1 De Autoriteit heeft eerder al een advies uitgebracht over het wetsontwerp dat aanleiding heeft gegeven tot de goedkeuring van deze wet. Zie advies nr. 120/2018 van 7 november 2018.

2 Ontwerpverslag aan de Koning, algemene inleiding, blz. 1.

. . . . . .

(3)

5. De aanvrager heeft het ontwerp van koninklijk besluit ook doorgestuurd naar het Controleorgaan voor politionele informatie.

II. ONDERZOEK VAN HET VERZOEK

A. Verantwoordelijke voor de verwerking en rechtsgrondslag

6. Volgens artikel 10 van de wet is de minister van Justitie de verantwoordelijke voor het de verwerking van het Voorwaardenregister, in overeenstemming met een eerder advies van de Autoriteit over het wetsontwerp3. De Autoriteit heeft begrepen dat de wet de minister van Justitie de status toekent van verantwoordelijke voor de verwerking van de verrichtingen die gericht zijn op het centraliseren van de gegevens in dit voorwaardenregister en verrichtingen die gericht zijn op het ter beschikking stellen van deze gegevens aan de bovengenoemde autoriteiten.

● ● ● ● ● ● ●

Uit te voeren taken:
a. Herschrijf de alinea in de tekst die begint met "6. Volgens artikel 10 van de wet" als een korte lijst en behoud daarbij de hoofdfeiten.
b. Pak het advies over het Voorwaardenregister weer op en schrijf het verder vanaf de laatste getoonde zin.
De onderstaande regels zijn afkomstig uit een andere bron.

● ● ● ● ● ● ●

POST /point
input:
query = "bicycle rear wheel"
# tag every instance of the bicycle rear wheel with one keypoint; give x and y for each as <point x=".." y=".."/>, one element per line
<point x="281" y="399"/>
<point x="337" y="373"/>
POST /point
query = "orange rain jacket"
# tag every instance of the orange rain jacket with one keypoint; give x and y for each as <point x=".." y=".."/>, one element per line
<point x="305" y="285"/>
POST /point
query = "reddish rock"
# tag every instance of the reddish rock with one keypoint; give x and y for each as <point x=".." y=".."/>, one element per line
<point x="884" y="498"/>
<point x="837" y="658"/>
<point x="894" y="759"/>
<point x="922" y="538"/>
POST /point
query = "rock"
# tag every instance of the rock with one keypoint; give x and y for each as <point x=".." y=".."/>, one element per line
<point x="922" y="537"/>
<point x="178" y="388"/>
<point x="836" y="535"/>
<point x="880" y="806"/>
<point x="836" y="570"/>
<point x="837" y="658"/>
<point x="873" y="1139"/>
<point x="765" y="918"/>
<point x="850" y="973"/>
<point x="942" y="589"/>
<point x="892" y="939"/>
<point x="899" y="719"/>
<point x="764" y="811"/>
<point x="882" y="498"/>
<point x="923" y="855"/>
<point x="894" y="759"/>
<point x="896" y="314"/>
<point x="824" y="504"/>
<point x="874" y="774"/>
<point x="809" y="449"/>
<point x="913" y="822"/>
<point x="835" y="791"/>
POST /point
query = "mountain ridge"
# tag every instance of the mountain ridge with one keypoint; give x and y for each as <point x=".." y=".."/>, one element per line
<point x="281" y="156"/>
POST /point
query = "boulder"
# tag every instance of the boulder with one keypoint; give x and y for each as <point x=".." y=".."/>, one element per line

● ● ● ● ● ● ●

Antwoorden op volgorde:
a.
- Artikel 10 van de wet wijst de minister van Justitie aan als verwerkingsverantwoordelijke voor het Voorwaardenregister. Dat sluit aan bij een eerder advies van de Autoriteit over het wetsontwerp.
- Volgens de Autoriteit geldt die status voor de verrichtingen die de gegevens in het register centraliseren.
- Ze geldt ook voor de verrichtingen die deze gegevens ter beschikking stellen aan de bovengenoemde autoriteiten.

b.
7. De rechtsgrondslag van deze verwerkingen is artikel 6.1 van de AVG. Het doel van de verwerking is de verschillende instanties, diensten of autoriteiten bedoeld in de artikelen 12 en 13 van de wet in staat te stellen om, elk voor zaken die hen aangaan, hun taken van openbaar belang uit te voeren in verband met het toezicht op, de ondersteuning van en de controle op personen die voorwaardelijk worden vrijgelaten, zoals bepaald in artikel 4 van het ontwerp van koninklijk besluit.

Deze autoriteiten zijn gegroepeerd in vier categorieën in artikel 3 van het ontwerp van koninklijk besluit, namelijk:

a) De autoriteiten die een beslissing of voorwaarde opleggen, namelijk de magistraten van de zetel van de strafrechtelijke bevoegdheden, de assessoren van de strafuitvoeringsrechtbank en hun griffies, de onderzoeksrechters, het openbaar ministerie en het secretariaat van de parketten, de probatiecommissie en haar secretariaat, de minister van Justitie in het kader van het genaderecht, de personeelsleden van het gevangenisbestuur in het kader van de toekenning van de modaliteiten voor de uitvoering van het vonnis waarvoor zij bevoegd is en de voorwaarden die aan deze modaliteiten zijn verbonden;

b) De autoriteiten die de algemene bevoegdheid voor de tenuitvoerlegging van straffen uitoefenen, namelijk het openbaar ministerie;

c) De controle- of toezichtsdiensten die verantwoordelijk zijn voor het melden van hun bevindingen of het bieden van ondersteuning aan de onder a) en b) bedoelde autoriteiten, d.w.z. politiediensten, justitiehuizen en centra voor elektronisch toezicht, alsmede diensten der Gemeenschappen;

3 Advies 120/2018 van 7 november 2008, punt 10.

(4)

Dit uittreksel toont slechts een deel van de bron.